Ejercicios propuestos:
[a] Enumera todas las partes del cuerpo humano que se nombran en el fragmento sobre el curandero Juanito.
[b] Prolonga el fragmento sobre el curandero Juanito a partir de su última oración.

Fragmento del texto:
Por casualidad, mientras conversábamos, apareció un joven que, precisamente, buscaba a Juanito para que lo sobara. El muchacho, de unos treinta y pico de años, es nacido y criado en Caletones. Desde hace una década vive en Estados Unidos y vuelve cada tanto a su pueblo para ver a la familia. Esta vez parece que, en medio de los festejos, el hartazgo de carne de cerdo asada y ron fue grande.
Nuestra charla se interrumpe porque el deber llama. Además, es una oportunidad única ver a Juanito en acción a sus 96 años. Nos sentamos en el portal de una casa vecina. La hija de Juanito, Mileidi, trajo una cuchara con aceite de cocina que el paciente sostuvo. El curandero mojó la yema de los dedos y comenzó a frotar y frotar como si sus manos bailaran en aquella pierna.
—Hay quien soba por el estómago pero yo siempre lo hice por las piernas. Siempre con aceite de cocina, que es lo mejor para que resbalen bien los dedos por la piel —explica el experto al tiempo que anuncia: “Oh, usted está bien empachado”.

Los registros:
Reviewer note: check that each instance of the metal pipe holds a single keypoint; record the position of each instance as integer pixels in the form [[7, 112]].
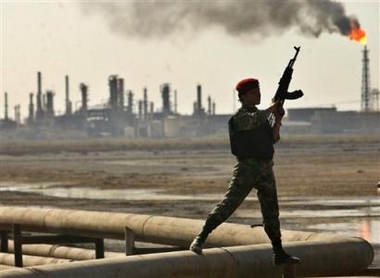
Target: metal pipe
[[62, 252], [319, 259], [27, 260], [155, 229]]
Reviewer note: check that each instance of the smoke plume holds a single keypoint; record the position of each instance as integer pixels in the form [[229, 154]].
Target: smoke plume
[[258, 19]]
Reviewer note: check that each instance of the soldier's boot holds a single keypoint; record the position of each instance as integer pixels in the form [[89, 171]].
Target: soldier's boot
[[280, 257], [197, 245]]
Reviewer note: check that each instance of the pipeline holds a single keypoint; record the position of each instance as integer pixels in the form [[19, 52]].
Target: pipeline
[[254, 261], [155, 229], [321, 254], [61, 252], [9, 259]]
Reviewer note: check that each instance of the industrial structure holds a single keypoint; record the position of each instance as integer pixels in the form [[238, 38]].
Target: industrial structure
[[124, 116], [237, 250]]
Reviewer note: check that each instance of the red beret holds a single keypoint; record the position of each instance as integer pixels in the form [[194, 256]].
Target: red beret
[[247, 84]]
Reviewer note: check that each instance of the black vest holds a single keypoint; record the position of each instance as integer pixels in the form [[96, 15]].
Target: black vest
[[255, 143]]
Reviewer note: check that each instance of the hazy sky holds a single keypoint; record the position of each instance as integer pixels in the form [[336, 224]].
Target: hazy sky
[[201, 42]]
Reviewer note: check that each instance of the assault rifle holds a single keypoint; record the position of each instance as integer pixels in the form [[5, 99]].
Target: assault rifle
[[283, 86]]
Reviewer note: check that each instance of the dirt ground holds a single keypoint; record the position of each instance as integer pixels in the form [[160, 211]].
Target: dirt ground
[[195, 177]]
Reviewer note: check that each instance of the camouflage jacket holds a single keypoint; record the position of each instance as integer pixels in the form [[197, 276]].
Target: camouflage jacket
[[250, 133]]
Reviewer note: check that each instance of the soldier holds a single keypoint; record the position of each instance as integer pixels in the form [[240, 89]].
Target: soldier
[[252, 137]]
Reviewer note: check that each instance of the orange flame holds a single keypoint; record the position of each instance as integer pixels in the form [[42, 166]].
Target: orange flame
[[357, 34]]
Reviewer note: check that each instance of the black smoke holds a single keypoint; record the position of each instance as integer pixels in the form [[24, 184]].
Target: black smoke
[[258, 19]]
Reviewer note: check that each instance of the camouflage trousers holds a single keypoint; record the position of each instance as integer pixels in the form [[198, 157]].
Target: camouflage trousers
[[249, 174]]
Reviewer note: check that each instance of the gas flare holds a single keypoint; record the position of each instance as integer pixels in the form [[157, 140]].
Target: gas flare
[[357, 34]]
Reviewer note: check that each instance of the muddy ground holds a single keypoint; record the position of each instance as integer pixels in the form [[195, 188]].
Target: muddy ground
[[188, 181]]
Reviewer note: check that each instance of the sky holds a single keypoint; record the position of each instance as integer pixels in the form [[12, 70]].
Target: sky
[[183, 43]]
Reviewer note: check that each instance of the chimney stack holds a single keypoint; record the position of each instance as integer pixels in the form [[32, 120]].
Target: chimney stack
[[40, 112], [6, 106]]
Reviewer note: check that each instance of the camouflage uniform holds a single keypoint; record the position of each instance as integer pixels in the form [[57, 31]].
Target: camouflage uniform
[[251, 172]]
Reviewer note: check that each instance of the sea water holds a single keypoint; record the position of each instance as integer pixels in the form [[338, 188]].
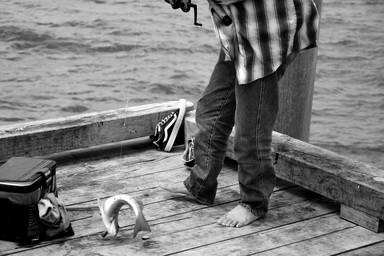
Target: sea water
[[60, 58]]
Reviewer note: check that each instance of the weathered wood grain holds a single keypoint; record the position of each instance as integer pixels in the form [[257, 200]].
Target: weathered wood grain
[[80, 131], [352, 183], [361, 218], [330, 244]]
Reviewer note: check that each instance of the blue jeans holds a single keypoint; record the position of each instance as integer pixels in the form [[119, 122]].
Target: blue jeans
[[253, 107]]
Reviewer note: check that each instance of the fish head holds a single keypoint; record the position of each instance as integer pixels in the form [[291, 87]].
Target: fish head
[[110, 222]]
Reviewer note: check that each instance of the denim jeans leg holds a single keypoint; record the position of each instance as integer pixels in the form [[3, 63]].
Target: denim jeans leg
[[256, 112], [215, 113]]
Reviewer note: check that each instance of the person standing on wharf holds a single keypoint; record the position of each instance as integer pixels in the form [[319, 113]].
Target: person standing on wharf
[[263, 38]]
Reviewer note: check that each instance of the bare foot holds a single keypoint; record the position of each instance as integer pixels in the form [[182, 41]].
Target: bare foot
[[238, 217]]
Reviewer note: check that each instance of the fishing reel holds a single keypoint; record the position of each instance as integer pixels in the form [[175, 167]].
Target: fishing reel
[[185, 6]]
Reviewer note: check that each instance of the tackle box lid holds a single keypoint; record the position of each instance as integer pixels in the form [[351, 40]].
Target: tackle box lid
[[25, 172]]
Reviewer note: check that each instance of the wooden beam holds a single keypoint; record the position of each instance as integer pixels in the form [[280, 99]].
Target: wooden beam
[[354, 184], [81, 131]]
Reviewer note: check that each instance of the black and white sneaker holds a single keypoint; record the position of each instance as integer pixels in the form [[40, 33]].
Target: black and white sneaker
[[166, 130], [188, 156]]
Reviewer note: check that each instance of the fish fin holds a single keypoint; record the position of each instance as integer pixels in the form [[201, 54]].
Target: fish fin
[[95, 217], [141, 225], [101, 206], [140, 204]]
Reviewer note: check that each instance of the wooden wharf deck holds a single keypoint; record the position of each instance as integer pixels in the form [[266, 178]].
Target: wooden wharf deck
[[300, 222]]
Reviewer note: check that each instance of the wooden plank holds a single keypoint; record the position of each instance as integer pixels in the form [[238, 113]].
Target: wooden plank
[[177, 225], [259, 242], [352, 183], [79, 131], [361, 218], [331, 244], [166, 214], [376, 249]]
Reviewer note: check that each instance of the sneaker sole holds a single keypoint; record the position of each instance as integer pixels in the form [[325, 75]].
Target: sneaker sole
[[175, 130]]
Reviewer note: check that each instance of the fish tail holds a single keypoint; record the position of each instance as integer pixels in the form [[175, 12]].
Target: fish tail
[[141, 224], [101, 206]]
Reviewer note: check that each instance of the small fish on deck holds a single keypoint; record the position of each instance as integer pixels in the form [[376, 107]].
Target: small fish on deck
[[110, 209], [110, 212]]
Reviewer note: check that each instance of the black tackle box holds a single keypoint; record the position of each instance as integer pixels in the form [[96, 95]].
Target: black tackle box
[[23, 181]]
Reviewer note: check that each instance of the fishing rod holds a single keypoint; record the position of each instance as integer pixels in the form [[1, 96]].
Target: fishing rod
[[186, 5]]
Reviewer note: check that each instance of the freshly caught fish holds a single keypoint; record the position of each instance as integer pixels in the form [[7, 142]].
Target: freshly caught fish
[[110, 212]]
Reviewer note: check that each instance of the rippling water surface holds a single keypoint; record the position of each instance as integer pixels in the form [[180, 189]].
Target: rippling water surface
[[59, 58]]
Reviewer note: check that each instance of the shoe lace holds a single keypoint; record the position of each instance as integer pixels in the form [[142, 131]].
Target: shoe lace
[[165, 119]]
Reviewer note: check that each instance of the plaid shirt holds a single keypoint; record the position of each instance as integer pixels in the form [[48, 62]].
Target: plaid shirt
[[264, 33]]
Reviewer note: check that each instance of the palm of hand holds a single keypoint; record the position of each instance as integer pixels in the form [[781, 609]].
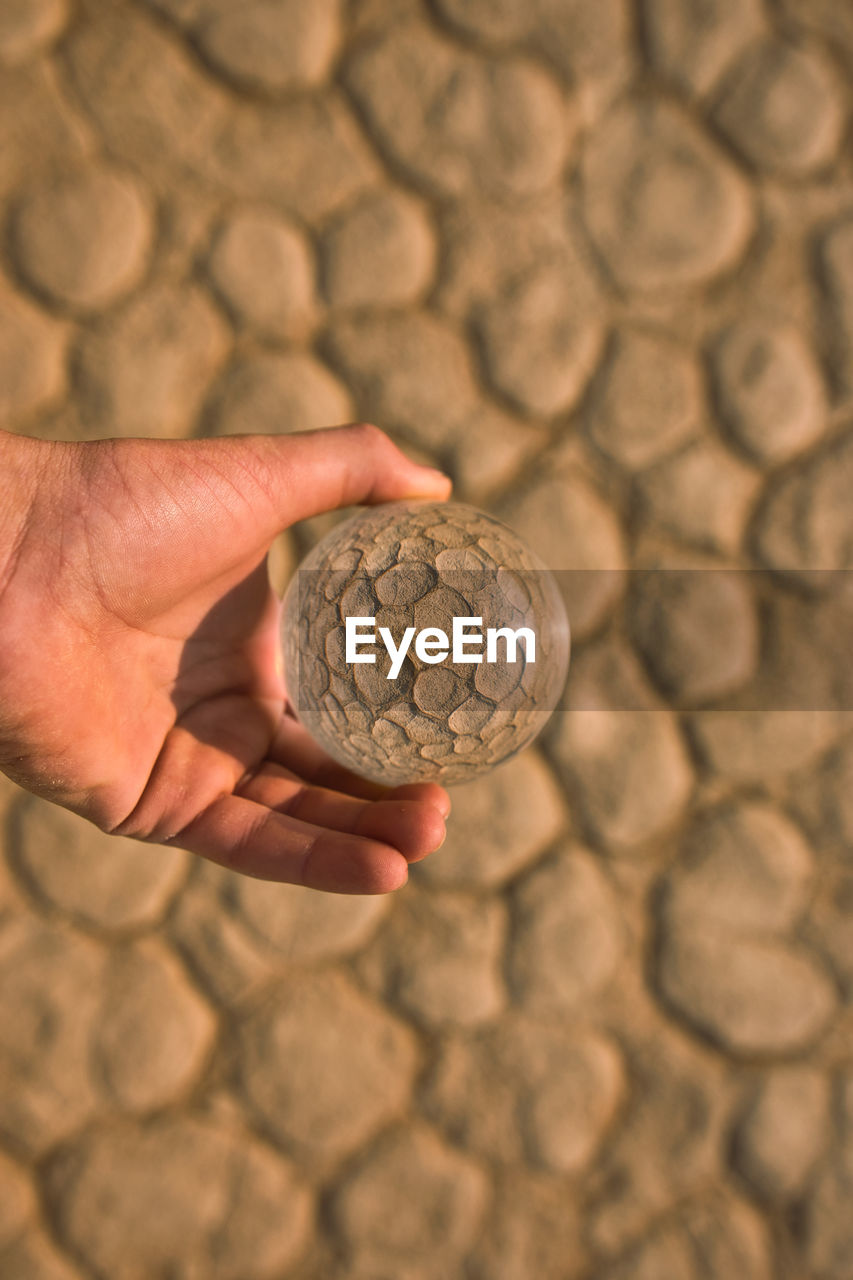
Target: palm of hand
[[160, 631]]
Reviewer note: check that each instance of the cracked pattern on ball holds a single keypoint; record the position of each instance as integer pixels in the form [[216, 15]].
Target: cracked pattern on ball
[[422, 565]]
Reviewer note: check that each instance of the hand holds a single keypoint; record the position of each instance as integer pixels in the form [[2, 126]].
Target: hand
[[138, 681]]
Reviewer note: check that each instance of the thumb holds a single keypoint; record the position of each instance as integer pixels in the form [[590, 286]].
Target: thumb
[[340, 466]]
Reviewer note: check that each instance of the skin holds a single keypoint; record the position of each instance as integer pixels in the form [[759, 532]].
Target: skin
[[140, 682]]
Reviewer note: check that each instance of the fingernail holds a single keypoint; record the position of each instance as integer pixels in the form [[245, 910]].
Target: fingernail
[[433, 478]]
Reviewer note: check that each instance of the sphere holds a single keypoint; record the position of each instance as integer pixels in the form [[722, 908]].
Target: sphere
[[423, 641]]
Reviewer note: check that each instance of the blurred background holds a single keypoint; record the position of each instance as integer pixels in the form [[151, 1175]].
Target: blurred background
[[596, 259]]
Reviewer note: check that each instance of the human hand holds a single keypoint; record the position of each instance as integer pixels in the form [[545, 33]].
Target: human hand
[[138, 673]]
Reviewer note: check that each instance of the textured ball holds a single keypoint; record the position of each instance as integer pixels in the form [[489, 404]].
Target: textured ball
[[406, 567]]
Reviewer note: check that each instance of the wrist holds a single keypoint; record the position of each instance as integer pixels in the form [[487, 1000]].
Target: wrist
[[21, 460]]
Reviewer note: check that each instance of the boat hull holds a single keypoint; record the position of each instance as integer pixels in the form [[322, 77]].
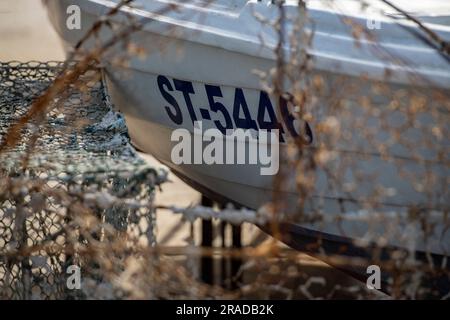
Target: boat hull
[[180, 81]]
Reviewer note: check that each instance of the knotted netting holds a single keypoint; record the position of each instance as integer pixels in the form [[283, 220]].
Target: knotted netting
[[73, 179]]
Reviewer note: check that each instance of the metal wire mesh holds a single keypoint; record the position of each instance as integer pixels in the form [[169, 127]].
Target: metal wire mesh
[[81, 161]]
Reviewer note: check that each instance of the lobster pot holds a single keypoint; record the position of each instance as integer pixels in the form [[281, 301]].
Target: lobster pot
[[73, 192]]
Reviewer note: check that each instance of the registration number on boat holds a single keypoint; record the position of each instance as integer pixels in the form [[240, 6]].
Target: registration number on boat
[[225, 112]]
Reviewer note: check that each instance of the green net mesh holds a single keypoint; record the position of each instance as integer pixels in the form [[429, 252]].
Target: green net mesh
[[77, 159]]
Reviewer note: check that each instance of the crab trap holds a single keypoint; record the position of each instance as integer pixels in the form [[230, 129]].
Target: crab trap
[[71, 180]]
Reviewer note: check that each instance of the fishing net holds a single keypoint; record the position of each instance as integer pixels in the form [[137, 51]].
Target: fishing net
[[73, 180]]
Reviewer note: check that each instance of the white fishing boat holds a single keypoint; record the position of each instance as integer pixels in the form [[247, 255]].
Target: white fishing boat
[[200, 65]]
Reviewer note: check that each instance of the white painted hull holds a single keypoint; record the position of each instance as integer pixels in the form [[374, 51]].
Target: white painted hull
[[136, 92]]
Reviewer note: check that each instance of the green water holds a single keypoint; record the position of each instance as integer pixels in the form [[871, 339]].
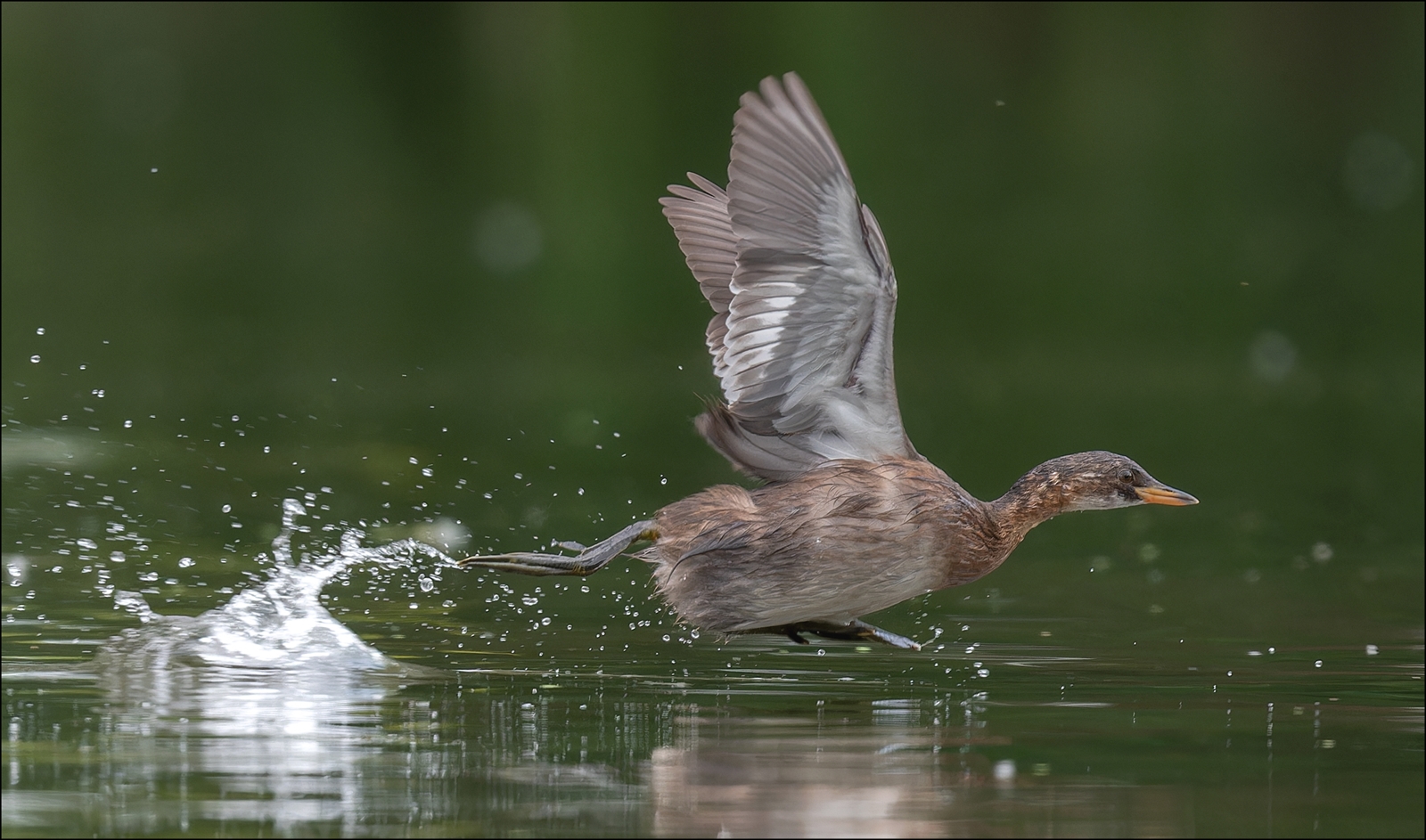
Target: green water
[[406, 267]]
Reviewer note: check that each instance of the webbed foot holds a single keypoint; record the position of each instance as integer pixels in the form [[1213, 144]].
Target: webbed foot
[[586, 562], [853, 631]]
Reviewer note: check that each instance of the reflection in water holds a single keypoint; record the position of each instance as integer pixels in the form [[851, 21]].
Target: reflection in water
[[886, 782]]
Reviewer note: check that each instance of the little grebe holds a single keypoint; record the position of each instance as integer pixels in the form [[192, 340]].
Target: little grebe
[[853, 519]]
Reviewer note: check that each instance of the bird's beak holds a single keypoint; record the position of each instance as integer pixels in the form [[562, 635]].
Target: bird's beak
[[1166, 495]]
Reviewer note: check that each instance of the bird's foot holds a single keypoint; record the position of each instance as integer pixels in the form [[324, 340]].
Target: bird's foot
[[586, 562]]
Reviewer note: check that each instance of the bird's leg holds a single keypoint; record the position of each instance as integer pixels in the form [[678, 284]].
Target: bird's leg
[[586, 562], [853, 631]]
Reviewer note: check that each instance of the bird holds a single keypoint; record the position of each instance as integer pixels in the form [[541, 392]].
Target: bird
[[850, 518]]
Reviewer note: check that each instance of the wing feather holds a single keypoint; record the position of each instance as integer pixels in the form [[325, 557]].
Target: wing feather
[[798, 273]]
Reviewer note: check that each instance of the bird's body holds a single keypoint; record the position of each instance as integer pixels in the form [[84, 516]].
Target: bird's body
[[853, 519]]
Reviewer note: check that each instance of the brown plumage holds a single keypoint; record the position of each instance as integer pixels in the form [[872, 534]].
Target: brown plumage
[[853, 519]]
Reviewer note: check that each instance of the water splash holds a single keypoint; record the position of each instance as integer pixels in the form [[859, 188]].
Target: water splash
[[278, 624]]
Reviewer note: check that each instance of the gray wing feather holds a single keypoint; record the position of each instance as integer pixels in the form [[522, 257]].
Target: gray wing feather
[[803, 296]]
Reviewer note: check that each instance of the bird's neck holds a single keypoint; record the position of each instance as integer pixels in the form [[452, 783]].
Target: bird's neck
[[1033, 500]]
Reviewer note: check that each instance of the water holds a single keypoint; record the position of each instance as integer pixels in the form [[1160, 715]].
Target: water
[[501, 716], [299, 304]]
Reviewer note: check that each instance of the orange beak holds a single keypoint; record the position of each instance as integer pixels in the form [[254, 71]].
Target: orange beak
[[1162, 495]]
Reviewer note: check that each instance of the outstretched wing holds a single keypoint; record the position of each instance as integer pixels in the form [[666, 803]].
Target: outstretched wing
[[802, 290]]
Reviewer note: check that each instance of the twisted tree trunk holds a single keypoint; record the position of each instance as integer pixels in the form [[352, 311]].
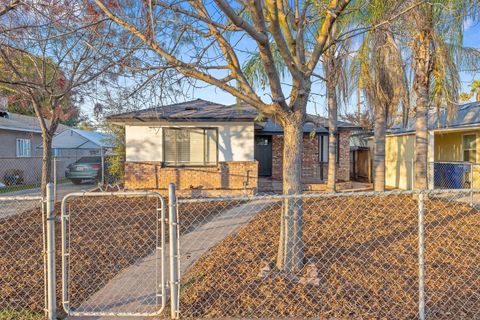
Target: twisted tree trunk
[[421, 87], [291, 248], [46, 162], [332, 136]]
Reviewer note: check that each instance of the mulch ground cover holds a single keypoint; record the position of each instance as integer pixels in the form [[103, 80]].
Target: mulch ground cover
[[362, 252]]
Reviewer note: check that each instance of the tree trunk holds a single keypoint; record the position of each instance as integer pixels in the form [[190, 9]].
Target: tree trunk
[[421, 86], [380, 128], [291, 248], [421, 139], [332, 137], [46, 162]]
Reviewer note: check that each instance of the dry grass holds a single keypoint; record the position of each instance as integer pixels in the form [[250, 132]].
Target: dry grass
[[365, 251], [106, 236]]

Respuestas:
[a] La pierna, los dedos (y su yema), las manos, el estómago y la piel.

[b]
—Mira como ya detecté donde están las bolas —me advierte. Ahora es darle y darle en toda la masa de la pierna, desbaratandose. Primero en una y luego paso a la otra. Siempre hay una pierna mejor que la otra. Lleva su conocimiento porque hay que detectar esas bolas e ir desbaratándolas. Si no, puede que solo las corras de lugar. Y ahí no haces nada.
El “paciente” escuchaba a Juanito y sonríea. Como yo, rememoró de las veces que de pequeño pasó por sus manos. Después de sobar, le sugirió tomar un té de menta con un poco de sal.
La sesión completa duró unos diez minutos. El paciente abrazó a su curandero. Le agradeció y le regaló una botella de ron. Ahí mismo Juanito la abrió con sus dedos maestros y nos invitó a tomarla mientras seguíamos la conversación.
—Nunca en mi vida cobré un peso por curar el empacho —confiesó orgulloso. Me quisieron varias veces dar dinero y nunca acepté. Mi satisfacción siempre fue ver cómo se curaban lo mismo niños que viejos. Así me fue conociendo todo el mundo y dándome mucho cariño. Si tú vieras cuando cumplí 90 años la cantidad de gente que se apareció de todos lados en mi casa. Se armó una tremenda fiesta.
Nunca quiso irse de Caletones. Ni en los momentos más duros. Ha sido testigo de casi todos los eventos meteorológicos que han pasado aquí y han afectado fuertemente su casa. Una y otra vez ha vuelto a levantar su hogar.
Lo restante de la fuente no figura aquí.